== Request ==
Can you copy out the data exactly? Leave the images out.
Begin Supplied material
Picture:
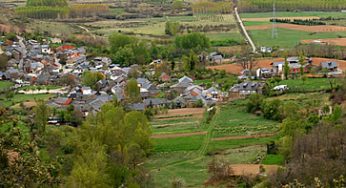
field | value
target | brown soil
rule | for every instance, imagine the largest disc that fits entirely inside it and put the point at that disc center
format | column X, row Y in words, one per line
column 341, row 63
column 177, row 135
column 243, row 137
column 182, row 112
column 175, row 124
column 229, row 68
column 319, row 28
column 268, row 19
column 252, row 169
column 266, row 63
column 332, row 41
End Supplied material
== Solution to the exercise ==
Picture:
field | value
target | brown soil
rule | for every instance, imagine the largest disc that fits entirely inside it and put the point at that disc center
format | column X, row Y in words, one per line
column 341, row 63
column 177, row 135
column 243, row 137
column 182, row 112
column 175, row 124
column 229, row 68
column 319, row 28
column 268, row 19
column 252, row 169
column 266, row 63
column 332, row 41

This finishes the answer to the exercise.